■ AIM OF THE EXERCISE: Please reproduce the entries below word for word, leaving out the pictures.
[start of RECORD LIST]
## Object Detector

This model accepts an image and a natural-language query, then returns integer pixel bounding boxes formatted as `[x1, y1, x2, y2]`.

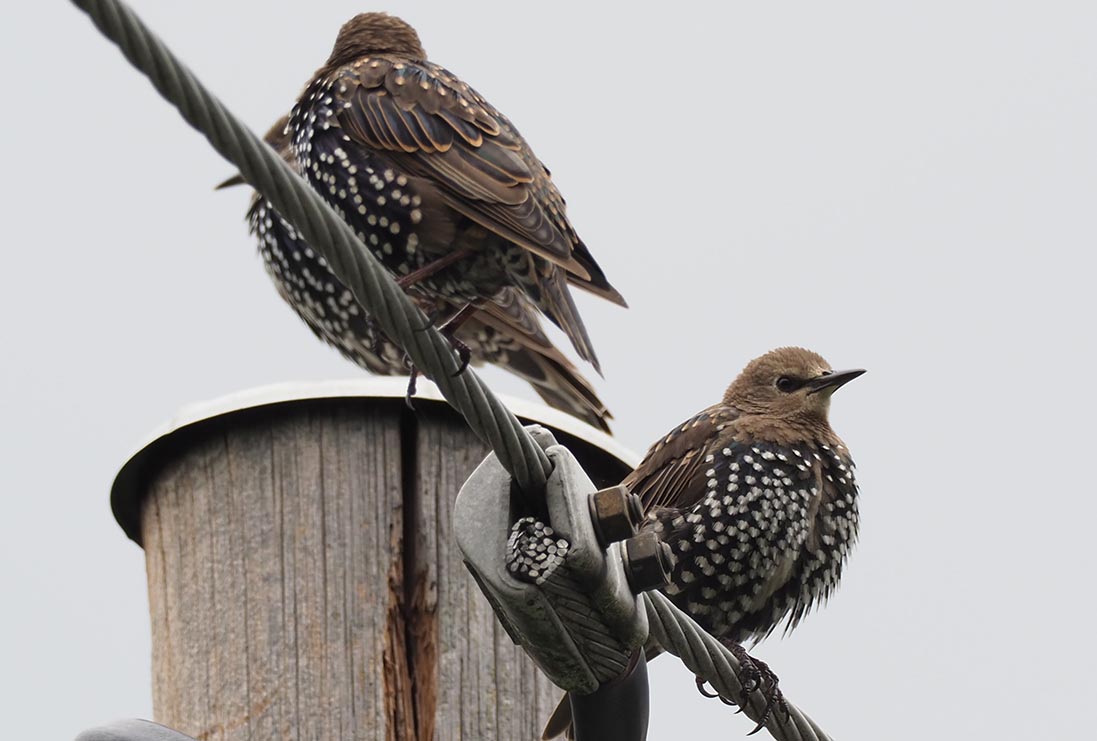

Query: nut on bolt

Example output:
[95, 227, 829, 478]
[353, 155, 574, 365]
[end of RECORD LIST]
■ EXPECTED ANSWER:
## Object Detector

This model accepts an image and a natural-language query, then returns integer pixel bounding boxes formatted as `[x1, y1, x2, y2]`.


Query: nut on bolt

Example output:
[95, 227, 829, 478]
[353, 155, 574, 365]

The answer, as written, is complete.